Nei numeri successivi viene presentata una storia in due parti – Zanne e acciaio e Nel regno di Zehfir– in cui è reso forzatamente protagonista Gmor, catturato da quello che sarà un avversario ricorrente della serie, un elfo scuro di nome Zefhir che è  in grado di viaggiare tra le dimensioni. I numeri otto e nove risultano essere somiglianti, entrambi presentano una vena smaccatamente investigativa e sono quelli che al momento, per chi scrive, hanno dato il contributo minore.

ZDL3RoRjaZqg=---500x500Dragonero sembra avere dalla sua una lentezza prodromica, non sembra volere esaltare alcunché, né voler sorprendere il lettore in alcun modo. C’è sempre però quel certo non so che, che convince e invita a proseguire nella lettura.

### Compiti da svolgere
**A)** Estrai dal brano sulla serie a fumetti il passo compreso tra "Nei numeri successivi" e "proseguire nella lettura.", estremi inclusi.
**B)** Nel brano sulla serie a fumetti, chi è il personaggio catturato e reso forzatamente protagonista nella storia in due parti?
**C)** Prosegui il brano sulla serie a fumetti a partire dal punto in cui si interrompe.

### Record del dataset

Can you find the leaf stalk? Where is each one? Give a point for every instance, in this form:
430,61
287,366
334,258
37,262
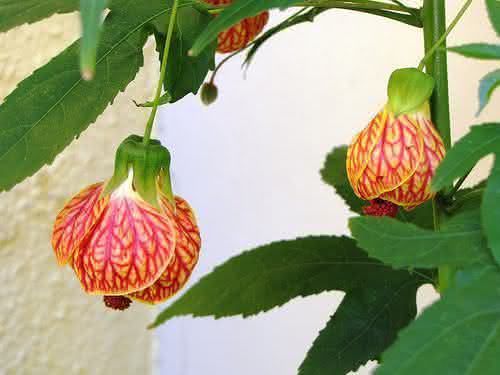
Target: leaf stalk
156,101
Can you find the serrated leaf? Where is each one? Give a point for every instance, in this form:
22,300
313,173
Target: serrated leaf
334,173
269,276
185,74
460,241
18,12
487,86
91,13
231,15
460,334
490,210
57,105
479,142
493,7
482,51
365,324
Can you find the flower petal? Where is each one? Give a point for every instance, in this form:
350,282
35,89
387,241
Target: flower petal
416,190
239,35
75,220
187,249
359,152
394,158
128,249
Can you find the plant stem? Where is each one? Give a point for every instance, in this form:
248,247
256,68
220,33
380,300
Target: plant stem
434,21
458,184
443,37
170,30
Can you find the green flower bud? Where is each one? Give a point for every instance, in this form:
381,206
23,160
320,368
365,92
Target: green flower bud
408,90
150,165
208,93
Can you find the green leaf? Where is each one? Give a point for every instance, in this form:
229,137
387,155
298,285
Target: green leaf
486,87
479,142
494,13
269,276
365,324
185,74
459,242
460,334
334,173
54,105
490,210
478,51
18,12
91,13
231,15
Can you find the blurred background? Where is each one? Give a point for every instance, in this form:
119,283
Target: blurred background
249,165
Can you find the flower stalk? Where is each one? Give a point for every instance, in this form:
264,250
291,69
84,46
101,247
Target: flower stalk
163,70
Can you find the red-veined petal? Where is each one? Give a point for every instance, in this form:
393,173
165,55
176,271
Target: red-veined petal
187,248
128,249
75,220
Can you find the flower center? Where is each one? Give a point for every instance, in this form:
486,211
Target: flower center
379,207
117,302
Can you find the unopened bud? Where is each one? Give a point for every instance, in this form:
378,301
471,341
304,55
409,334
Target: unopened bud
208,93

### Risultati in ordine
**A)**
Nei numeri successivi viene presentata una storia in due parti – Zanne e acciaio e Nel regno di Zehfir– in cui è reso forzatamente protagonista Gmor, catturato da quello che sarà un avversario ricorrente della serie, un elfo scuro di nome Zefhir che è  in grado di viaggiare tra le dimensioni. I numeri otto e nove risultano essere somiglianti, entrambi presentano una vena smaccatamente investigativa e sono quelli che al momento, per chi scrive, hanno dato il contributo minore.

ZDL3RoRjaZqg=---500x500Dragonero sembra avere dalla sua una lentezza prodromica, non sembra volere esaltare alcunché, né voler sorprendere il lettore in alcun modo. C’è sempre però quel certo non so che, che convince e invita a proseguire nella lettura.

**B)** Gmor.

**C)**
È infatti con Le fosse dei Fargh e, in particolare, con la seconda metà dell’albo La regina degli Algenti (DN #10-11 che si sviluppa una nuova storia che va ad ampliare e, al tempo stesso, chiudere dei nodi lasciati in sospeso nelle storie precedenti.

La serie risulta indubbiamente molto curata nei dettagli, nello studio dei personaggi, nell’attenzione prestata a un mondo in crescita. Tuttavia si rileva come sembri marciare con i freni tirati, senza concedere sorprese di alcun genere sia nella storia sia nel modo in cui comprime i disegni.
Le scene, specie quelle dinamiche, sono spesso penalizzate da un confinamento in spazi limitati che ne limitano l’incisività e l’impatto emotivo. Viene impedito a queste di deflagrare là dove potrebbero risultare davvero spettacolari e un bene per gli occhi del lettore.
I dialoghi, così come numerose situazioni, risultano a volte scontati se non addirittura obsoleti, stantii o superflui.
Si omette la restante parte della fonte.